Conjunto de tareas:
1. Sustituye "bisabuela" por "abuela" en el fragmento de página y copia el pasaje que empieza con "Me contaron mis" y sigue hasta "contemplaba la inmensidad.".
2. Responde con una frase breve cada pregunta sobre el fragmento de página:
(a) ¿Desde qué playa contemplaba el mar la bisabuela Blasa?
(b) ¿A través de qué red social reportó el concejal Mario Gómez lo que sintió en el encendido?
(c) ¿De qué habló ante la prensa para justificar el retraso del encendido?

Fragmento de página:
▼

Me contaron mis padres que cuando llevaron a mi bisabuela Blasa a ver el mar se quedó tan estupefacta que las palabras no le salían del cuerpo. Cuando por fin pudo hablar, dijo: «Menos mal que a tanta agua le han puesto una pará», refiriéndose a la playa aguileña de Las Delicias desde donde contemplaba la inmensidad.

Es exactamente el mismo impacto que sufrió, hace unos días, el concejal Mario Gómez en el instante del encendido de las luces navideñas en la Gran Vía de la capital, a juzgar por lo que reportó a través de Twitter. De sus apuntes se deducía un pasmo tal que pareciera que nunca hubiera visto un alumbrado público navideño, diríase como si hubiera sido teletransportado de repente a la noche de Tokio. Más tarde vino a decir algo así como que estas son las cosas buenas que se pueden hacer cuando nadie pone obstáculos, dejando caer en el subtexto que su anterior socio de gobierno, Ballesta, había intentado boicotear aquella fiesta de los sentidos, y con la prensa fue más explícito: habló de «puñaladas del PP» para justificar el retraso del encendido, que por poco, en vez de alumbrar las compras de Navidad lo hace a las rebajas de enero.

▲

Datos registrados:

▼

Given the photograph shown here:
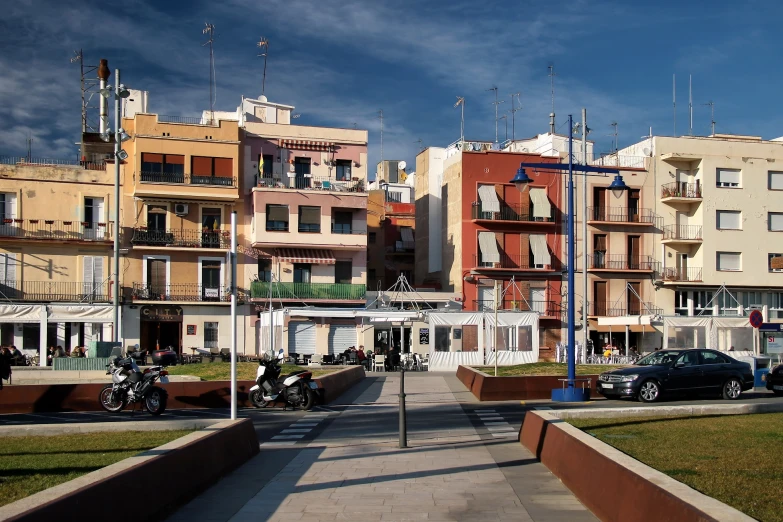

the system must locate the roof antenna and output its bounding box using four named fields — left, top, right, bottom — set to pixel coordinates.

▲

Resultados por tarea:
1.
Me contaron mis padres que cuando llevaron a mi abuela Blasa a ver el mar se quedó tan estupefacta que las palabras no le salían del cuerpo. Cuando por fin pudo hablar, dijo: «Menos mal que a tanta agua le han puesto una pará», refiriéndose a la playa aguileña de Las Delicias desde donde contemplaba la inmensidad.

2.
(a) Desde la playa aguileña de Las Delicias.
(b) A través de Twitter.
(c) Habló de «puñaladas del PP».